[YOUR INSTRUCTIONS]
Rewrite the listing from its start through the line containing "[[224, 220]]", putting "charcoal grill" in place of "outdoor grill" and keeping everything else the same.

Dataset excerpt
==================================================
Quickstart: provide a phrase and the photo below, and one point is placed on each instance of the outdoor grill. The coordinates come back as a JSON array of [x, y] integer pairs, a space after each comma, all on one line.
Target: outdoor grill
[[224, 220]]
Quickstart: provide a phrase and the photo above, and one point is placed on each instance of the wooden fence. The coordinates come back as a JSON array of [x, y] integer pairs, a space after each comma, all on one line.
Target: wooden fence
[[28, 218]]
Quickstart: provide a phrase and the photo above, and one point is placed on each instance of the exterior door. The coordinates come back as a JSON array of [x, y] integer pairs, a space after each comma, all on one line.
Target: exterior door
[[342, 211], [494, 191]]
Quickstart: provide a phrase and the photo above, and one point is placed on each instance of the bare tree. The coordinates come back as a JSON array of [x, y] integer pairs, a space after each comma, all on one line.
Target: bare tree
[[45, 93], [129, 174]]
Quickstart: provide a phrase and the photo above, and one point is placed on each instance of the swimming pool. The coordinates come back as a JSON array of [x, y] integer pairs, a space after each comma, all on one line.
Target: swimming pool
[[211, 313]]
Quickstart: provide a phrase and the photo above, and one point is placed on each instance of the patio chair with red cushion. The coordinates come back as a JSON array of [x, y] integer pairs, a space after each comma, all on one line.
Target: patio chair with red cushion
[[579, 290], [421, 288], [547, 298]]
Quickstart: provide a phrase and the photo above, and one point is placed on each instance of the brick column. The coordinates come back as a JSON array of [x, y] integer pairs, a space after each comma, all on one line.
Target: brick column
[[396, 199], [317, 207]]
==================================================
[COMPLETE ANSWER]
Quickstart: provide a phrase and the photo below, and one point is placed on each instance of the charcoal grill. The coordinates come back as a JSON array of [x, y] integer pairs, a space after each comma, all on one line.
Target: charcoal grill
[[224, 220]]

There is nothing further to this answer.